[Exercise prompt]: Give back every record exactly, with its pictures left out.

[Records for this task]:

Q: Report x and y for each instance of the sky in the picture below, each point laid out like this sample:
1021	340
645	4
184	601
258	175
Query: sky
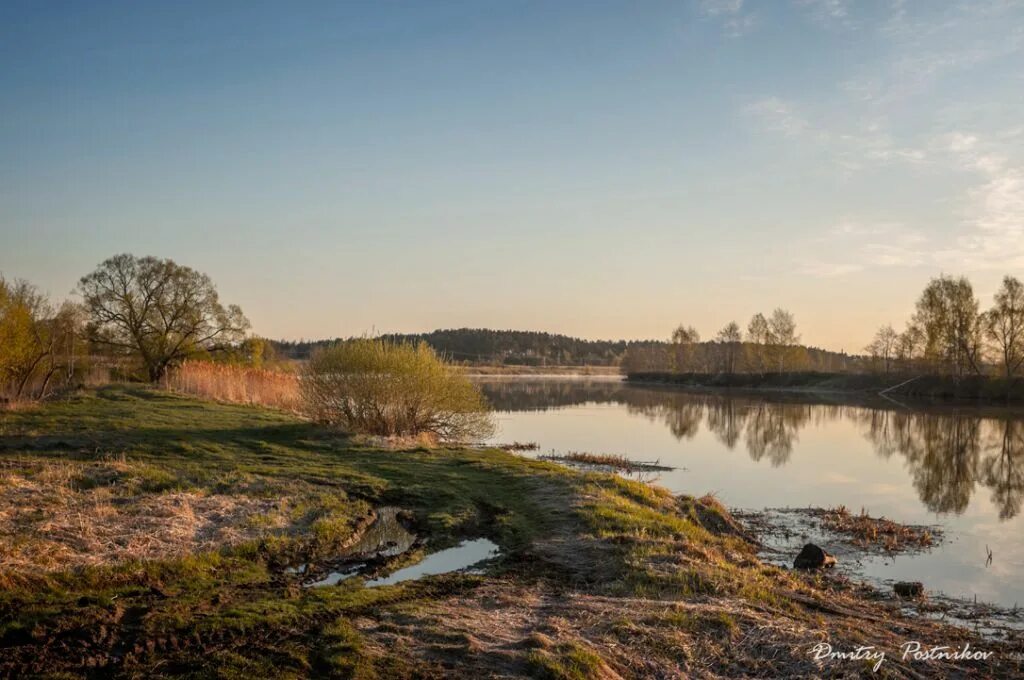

[Response to this exercise]:
Q: Report x and y for each instance of the sky in the picture below, each point laid out like this sample:
1021	340
645	4
184	601
258	175
Query: sky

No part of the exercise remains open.